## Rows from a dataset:
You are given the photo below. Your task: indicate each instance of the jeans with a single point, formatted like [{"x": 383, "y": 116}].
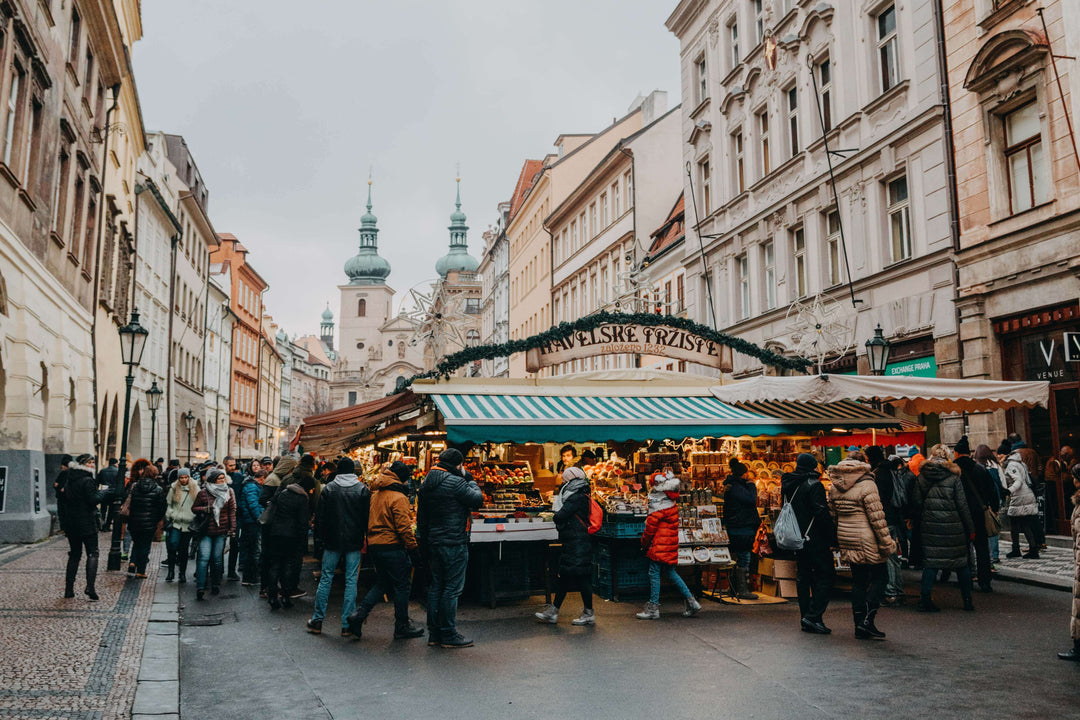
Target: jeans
[
  {"x": 567, "y": 582},
  {"x": 963, "y": 574},
  {"x": 393, "y": 573},
  {"x": 867, "y": 585},
  {"x": 140, "y": 549},
  {"x": 655, "y": 571},
  {"x": 326, "y": 579},
  {"x": 895, "y": 586},
  {"x": 76, "y": 546},
  {"x": 211, "y": 554},
  {"x": 248, "y": 543},
  {"x": 448, "y": 565},
  {"x": 813, "y": 580},
  {"x": 176, "y": 544}
]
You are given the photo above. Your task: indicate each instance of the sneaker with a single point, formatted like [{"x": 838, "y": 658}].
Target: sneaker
[
  {"x": 549, "y": 614},
  {"x": 692, "y": 608},
  {"x": 455, "y": 641},
  {"x": 408, "y": 632}
]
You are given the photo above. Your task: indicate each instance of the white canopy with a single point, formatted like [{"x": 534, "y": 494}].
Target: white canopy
[{"x": 913, "y": 395}]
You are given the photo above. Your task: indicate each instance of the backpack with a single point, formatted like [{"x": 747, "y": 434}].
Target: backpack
[
  {"x": 786, "y": 530},
  {"x": 595, "y": 517}
]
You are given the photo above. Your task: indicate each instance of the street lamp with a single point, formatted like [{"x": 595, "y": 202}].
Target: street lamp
[
  {"x": 189, "y": 421},
  {"x": 132, "y": 342},
  {"x": 153, "y": 402},
  {"x": 877, "y": 352}
]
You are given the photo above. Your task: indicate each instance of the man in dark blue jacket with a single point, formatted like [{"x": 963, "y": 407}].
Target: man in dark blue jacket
[{"x": 444, "y": 503}]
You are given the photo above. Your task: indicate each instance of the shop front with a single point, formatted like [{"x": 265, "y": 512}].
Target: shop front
[{"x": 1044, "y": 345}]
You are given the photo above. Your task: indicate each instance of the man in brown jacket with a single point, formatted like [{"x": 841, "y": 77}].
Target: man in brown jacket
[{"x": 393, "y": 549}]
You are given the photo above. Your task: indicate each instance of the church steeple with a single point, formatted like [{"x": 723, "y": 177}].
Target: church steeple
[
  {"x": 458, "y": 258},
  {"x": 367, "y": 267}
]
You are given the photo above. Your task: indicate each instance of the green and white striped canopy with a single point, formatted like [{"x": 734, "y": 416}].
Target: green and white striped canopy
[{"x": 555, "y": 419}]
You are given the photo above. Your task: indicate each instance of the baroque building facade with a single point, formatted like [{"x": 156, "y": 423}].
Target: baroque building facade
[{"x": 761, "y": 94}]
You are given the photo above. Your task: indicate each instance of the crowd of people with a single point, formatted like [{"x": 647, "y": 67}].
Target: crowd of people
[{"x": 939, "y": 514}]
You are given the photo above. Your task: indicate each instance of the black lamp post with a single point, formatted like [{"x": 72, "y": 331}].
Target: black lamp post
[
  {"x": 189, "y": 421},
  {"x": 877, "y": 352},
  {"x": 153, "y": 402},
  {"x": 132, "y": 342}
]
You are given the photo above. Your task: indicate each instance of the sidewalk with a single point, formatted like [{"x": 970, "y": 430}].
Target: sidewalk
[
  {"x": 1054, "y": 568},
  {"x": 70, "y": 659}
]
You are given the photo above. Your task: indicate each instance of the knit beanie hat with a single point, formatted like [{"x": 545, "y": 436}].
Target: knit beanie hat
[
  {"x": 451, "y": 457},
  {"x": 403, "y": 472}
]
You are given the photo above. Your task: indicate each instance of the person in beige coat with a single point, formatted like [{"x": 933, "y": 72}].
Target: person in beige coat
[
  {"x": 1074, "y": 654},
  {"x": 863, "y": 538}
]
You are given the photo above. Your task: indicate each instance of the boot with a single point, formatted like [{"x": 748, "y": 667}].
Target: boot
[
  {"x": 651, "y": 611},
  {"x": 549, "y": 614},
  {"x": 742, "y": 585},
  {"x": 586, "y": 617},
  {"x": 692, "y": 608},
  {"x": 1074, "y": 654},
  {"x": 869, "y": 627},
  {"x": 91, "y": 576}
]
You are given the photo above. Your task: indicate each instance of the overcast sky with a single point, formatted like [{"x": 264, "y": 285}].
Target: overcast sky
[{"x": 285, "y": 107}]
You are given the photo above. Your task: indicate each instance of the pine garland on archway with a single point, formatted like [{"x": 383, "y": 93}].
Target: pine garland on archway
[{"x": 457, "y": 361}]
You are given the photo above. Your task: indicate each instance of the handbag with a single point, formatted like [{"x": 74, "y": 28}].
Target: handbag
[{"x": 993, "y": 524}]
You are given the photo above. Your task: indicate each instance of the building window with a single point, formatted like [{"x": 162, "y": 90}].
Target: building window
[
  {"x": 740, "y": 165},
  {"x": 763, "y": 136},
  {"x": 705, "y": 179},
  {"x": 833, "y": 246},
  {"x": 733, "y": 40},
  {"x": 701, "y": 80},
  {"x": 825, "y": 87},
  {"x": 793, "y": 119},
  {"x": 743, "y": 266},
  {"x": 900, "y": 220},
  {"x": 769, "y": 260},
  {"x": 1025, "y": 170},
  {"x": 888, "y": 48},
  {"x": 799, "y": 265}
]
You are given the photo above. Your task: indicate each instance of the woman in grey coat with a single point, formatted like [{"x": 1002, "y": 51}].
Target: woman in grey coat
[{"x": 946, "y": 524}]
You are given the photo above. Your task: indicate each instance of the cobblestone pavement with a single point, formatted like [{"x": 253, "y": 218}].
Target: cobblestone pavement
[
  {"x": 69, "y": 660},
  {"x": 1054, "y": 567}
]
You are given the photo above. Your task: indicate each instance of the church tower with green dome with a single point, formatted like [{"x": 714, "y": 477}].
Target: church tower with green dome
[{"x": 458, "y": 259}]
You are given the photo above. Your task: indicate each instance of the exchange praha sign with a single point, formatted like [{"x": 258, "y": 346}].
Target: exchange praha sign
[{"x": 621, "y": 338}]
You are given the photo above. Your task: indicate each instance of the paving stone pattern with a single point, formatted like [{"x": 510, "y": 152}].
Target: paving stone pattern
[{"x": 69, "y": 660}]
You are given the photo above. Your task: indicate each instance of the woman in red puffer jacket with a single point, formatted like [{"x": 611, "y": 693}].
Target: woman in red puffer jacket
[{"x": 661, "y": 543}]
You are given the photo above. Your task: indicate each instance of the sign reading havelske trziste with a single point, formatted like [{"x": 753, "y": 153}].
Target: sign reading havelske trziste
[{"x": 620, "y": 338}]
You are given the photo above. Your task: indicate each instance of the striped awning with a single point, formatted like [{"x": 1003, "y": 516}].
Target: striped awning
[{"x": 490, "y": 418}]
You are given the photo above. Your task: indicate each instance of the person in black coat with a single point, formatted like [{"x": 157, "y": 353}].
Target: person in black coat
[
  {"x": 80, "y": 497},
  {"x": 288, "y": 522},
  {"x": 576, "y": 558},
  {"x": 981, "y": 493},
  {"x": 814, "y": 571},
  {"x": 147, "y": 510}
]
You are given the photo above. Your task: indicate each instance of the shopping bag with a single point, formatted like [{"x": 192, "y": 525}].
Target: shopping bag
[{"x": 786, "y": 530}]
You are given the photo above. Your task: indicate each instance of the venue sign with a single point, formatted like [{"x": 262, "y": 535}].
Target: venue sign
[{"x": 625, "y": 338}]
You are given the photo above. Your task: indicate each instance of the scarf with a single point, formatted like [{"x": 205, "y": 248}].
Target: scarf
[{"x": 220, "y": 494}]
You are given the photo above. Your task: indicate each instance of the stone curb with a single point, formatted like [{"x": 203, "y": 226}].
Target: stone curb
[{"x": 158, "y": 692}]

## SET PROBLEM:
Begin with the line that contains "of the exchange" and set down each line exactly until the records above end, including the final line.

## ANSWER:
You are given the photo above. Your task: indicate each instance of the exchange praha sign with a single point, formatted like [{"x": 258, "y": 346}].
Target: exchange praha sign
[{"x": 621, "y": 338}]
You are given the photo above. Your task: indicate each instance of the paving stone pattern with a single point, formatted like [{"x": 510, "y": 152}].
Target: paving stone pattern
[{"x": 69, "y": 660}]
You are given the photo above. Your task: indicate each instance of the woman in red puffer jacket with a single point, formatted like [{"x": 611, "y": 693}].
Target: woman in red puffer jacket
[{"x": 661, "y": 543}]
You are given the photo above. Your task: indicate each instance of the sign reading havelske trziste with a single point, formatted like [{"x": 753, "y": 153}].
Target: sign reading havelske trziste
[{"x": 620, "y": 338}]
You are given the photo above. Your task: indicate each instance of the striped awning with a single point, formatted like [{"x": 1003, "y": 516}].
Target: striped awning
[{"x": 490, "y": 418}]
You are given the photo above. Your task: indicate each instance of the person in black coat with a single point, formatted like [{"x": 157, "y": 353}].
Target: person in black coat
[
  {"x": 80, "y": 497},
  {"x": 288, "y": 522},
  {"x": 576, "y": 558},
  {"x": 981, "y": 493},
  {"x": 814, "y": 571},
  {"x": 147, "y": 510}
]
You are given the photo above. Your task: indicate each instance of the shopping bag with a single point, formatted like [{"x": 192, "y": 525}].
Target: shopping bag
[{"x": 786, "y": 530}]
You are given the photo above. Your task: indicate each instance of the venue sign with a single point, formatted like [{"x": 262, "y": 535}].
Target: venue sign
[{"x": 625, "y": 338}]
You are given the photo above. Your task: indicate each instance of the scarf with a single point, formatted like [{"x": 205, "y": 248}].
Target: scarf
[{"x": 220, "y": 494}]
You are given the photo above. Your task: indicate each instance of the stone curb with a single point, formatted like [{"x": 203, "y": 226}].
Target: stone curb
[{"x": 158, "y": 692}]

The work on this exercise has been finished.